Rigrodsky & Long, P.A. announces that it is investigating potential claims against the board of directors of American Surgical Holdings, Inc. (“American Surgical” or the “Company”) (OTC BB: ASRG) concerning possible breaches of fiduciary duty and other violations of law related to the Company’s entry into an agreement to be acquired and taken private by AH Holdings Inc. (“AH Holdings”), an affiliate of Great Point Partners, I LP in a transaction valued at approximately $33 million.

Under the proposed agreement, AH Holdings will acquire all of the outstanding common shares of American Surgical for $2.87 per share in cash. Furthermore, the cash consideration payable by AH Holdings will not be paid on an aggregate of 2,234,707 shares of the Company's common stock owned by certain members of the Company’s management team (the “Non-Participating Stockholders”). Instead, the Non-Participating Stockholders will receive a 14.9% ownership interest, collectively, in the buyer’s parent entity. In addition, under the terms of the merger agreement, at the closing of the transaction American Surgical’s stockholders will receive (a) additional per share merger consideration consisting of a final cash dividend, if any, payable by the Company and computed in accordance with the merger agreement and (b) an ownership interest in CMC Associates, LLC, a subsidiary of the Company, which will be the beneficial owner of certain pending litigation and litigation rights.

_Stored records_
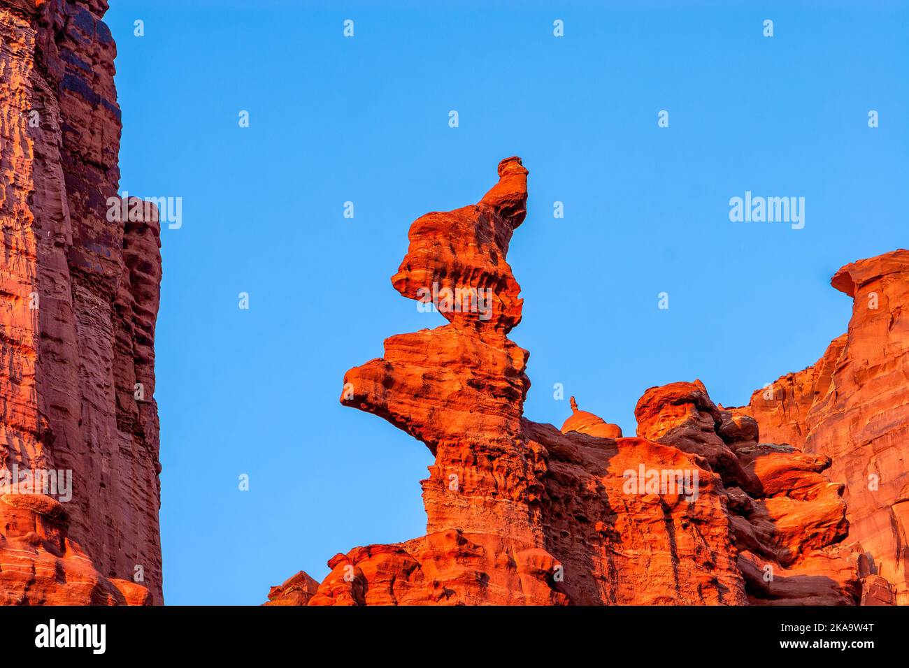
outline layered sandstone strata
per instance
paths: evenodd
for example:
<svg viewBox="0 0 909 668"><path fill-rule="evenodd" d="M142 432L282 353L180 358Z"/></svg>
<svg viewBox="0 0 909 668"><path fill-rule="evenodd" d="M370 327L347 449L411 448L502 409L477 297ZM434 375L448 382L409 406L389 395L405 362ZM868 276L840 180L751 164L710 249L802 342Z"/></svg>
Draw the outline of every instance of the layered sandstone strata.
<svg viewBox="0 0 909 668"><path fill-rule="evenodd" d="M846 488L849 536L864 574L889 581L909 603L909 251L840 269L833 286L853 298L848 331L813 366L756 391L731 411L764 438L826 456ZM869 595L880 599L880 586ZM886 594L883 594L886 598Z"/></svg>
<svg viewBox="0 0 909 668"><path fill-rule="evenodd" d="M0 498L4 603L161 603L159 226L108 215L106 9L0 4L0 469L72 474L71 499Z"/></svg>
<svg viewBox="0 0 909 668"><path fill-rule="evenodd" d="M438 297L448 324L386 339L345 376L345 405L435 455L427 534L336 554L324 582L301 572L270 604L858 603L829 459L759 444L755 421L703 384L648 390L634 437L574 397L562 430L523 416L528 353L508 338L522 300L505 258L527 171L516 157L498 171L476 204L413 224L392 278Z"/></svg>

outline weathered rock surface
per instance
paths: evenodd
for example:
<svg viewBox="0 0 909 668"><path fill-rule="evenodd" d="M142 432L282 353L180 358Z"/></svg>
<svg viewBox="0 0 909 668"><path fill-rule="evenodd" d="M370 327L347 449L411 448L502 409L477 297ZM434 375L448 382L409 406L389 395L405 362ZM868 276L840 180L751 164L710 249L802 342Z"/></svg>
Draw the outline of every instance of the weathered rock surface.
<svg viewBox="0 0 909 668"><path fill-rule="evenodd" d="M270 604L885 598L886 583L863 581L859 554L841 545L848 524L843 485L824 474L830 459L761 443L758 423L721 409L700 382L648 390L631 438L574 397L561 431L523 417L528 353L507 338L521 299L505 256L526 213L526 174L507 158L478 204L415 222L392 278L420 301L442 294L434 284L462 296L489 288L488 317L440 297L448 324L392 336L383 358L345 376L344 404L435 454L423 481L427 535L336 554L324 582L301 572Z"/></svg>
<svg viewBox="0 0 909 668"><path fill-rule="evenodd" d="M0 503L6 603L162 602L159 226L151 207L108 218L121 124L106 9L0 5L0 469L72 472L65 503Z"/></svg>
<svg viewBox="0 0 909 668"><path fill-rule="evenodd" d="M845 484L847 543L909 603L909 251L847 264L832 284L853 298L846 334L818 362L756 391L747 406L762 438L832 460ZM876 592L876 593L875 593Z"/></svg>

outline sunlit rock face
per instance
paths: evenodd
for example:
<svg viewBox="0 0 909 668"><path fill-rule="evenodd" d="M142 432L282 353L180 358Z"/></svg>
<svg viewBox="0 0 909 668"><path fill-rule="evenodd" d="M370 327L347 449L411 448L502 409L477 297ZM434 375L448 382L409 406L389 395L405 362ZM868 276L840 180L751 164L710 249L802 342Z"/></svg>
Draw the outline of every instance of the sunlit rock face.
<svg viewBox="0 0 909 668"><path fill-rule="evenodd" d="M0 496L3 603L162 603L159 226L153 207L109 214L121 124L106 10L0 5L0 469L72 480L68 499Z"/></svg>
<svg viewBox="0 0 909 668"><path fill-rule="evenodd" d="M889 581L907 604L909 251L847 264L831 284L853 298L848 331L815 364L731 410L753 417L764 439L832 460L828 474L845 484L847 543L863 572Z"/></svg>
<svg viewBox="0 0 909 668"><path fill-rule="evenodd" d="M523 416L528 353L508 339L522 300L506 255L527 170L512 157L498 173L476 204L416 220L392 278L448 324L391 336L344 378L342 404L435 455L426 535L336 554L321 583L298 573L269 603L886 603L889 583L843 544L830 458L765 443L699 381L648 390L634 437L574 397L561 430Z"/></svg>

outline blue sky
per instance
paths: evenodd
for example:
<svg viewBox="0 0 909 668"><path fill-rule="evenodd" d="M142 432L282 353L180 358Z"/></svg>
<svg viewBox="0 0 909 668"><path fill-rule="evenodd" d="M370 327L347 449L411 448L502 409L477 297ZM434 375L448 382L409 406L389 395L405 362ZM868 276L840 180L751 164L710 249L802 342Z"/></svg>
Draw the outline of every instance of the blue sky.
<svg viewBox="0 0 909 668"><path fill-rule="evenodd" d="M428 451L342 407L342 378L444 322L389 277L411 222L504 157L530 170L508 261L538 422L574 394L631 434L647 387L695 377L746 403L845 331L836 269L907 244L904 5L111 4L121 189L183 198L156 339L170 604L260 603L425 533ZM804 228L730 222L748 190L804 197Z"/></svg>

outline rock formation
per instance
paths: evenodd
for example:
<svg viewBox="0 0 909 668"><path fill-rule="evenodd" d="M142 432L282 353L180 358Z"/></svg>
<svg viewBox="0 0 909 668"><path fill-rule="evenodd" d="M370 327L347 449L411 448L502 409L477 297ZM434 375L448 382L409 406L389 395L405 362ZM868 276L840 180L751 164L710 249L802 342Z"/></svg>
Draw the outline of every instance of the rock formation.
<svg viewBox="0 0 909 668"><path fill-rule="evenodd" d="M864 574L909 603L909 251L847 264L833 286L853 298L846 334L814 366L756 391L730 409L762 437L833 460L845 484L847 542Z"/></svg>
<svg viewBox="0 0 909 668"><path fill-rule="evenodd" d="M336 554L269 604L855 604L888 583L843 545L829 457L759 438L700 382L651 388L638 433L578 410L561 430L523 416L528 353L508 339L520 287L505 261L527 170L499 165L476 204L417 219L392 278L448 324L385 340L341 402L435 455L426 535ZM863 575L868 575L863 580Z"/></svg>
<svg viewBox="0 0 909 668"><path fill-rule="evenodd" d="M110 204L106 9L0 4L0 603L162 603L159 226ZM71 498L14 470L69 474Z"/></svg>

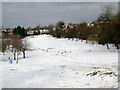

_To-do list_
**A.** Name every company or firm mentioned in the text about the American Surgical buyout.
**B.** Copy the records word for word from the line with "outline weathered rock surface" to the line with "Draw the outline of every instance of the weathered".

_The responses_
**A.**
- Rigrodsky & Long, P.A.
- American Surgical Holdings, Inc.
- AH Holdings Inc.
- Great Point Partners, I LP
- CMC Associates, LLC

**B.**
outline weathered rock surface
per instance
paths: evenodd
for example:
<svg viewBox="0 0 909 668"><path fill-rule="evenodd" d="M142 432L282 353L180 358Z"/></svg>
<svg viewBox="0 0 909 668"><path fill-rule="evenodd" d="M370 327L347 449L411 448L502 409L477 297ZM434 375L448 382L409 406L389 395L405 362ZM868 276L840 180L751 164L710 249L802 342Z"/></svg>
Draw the outline of every instance of the weathered rock surface.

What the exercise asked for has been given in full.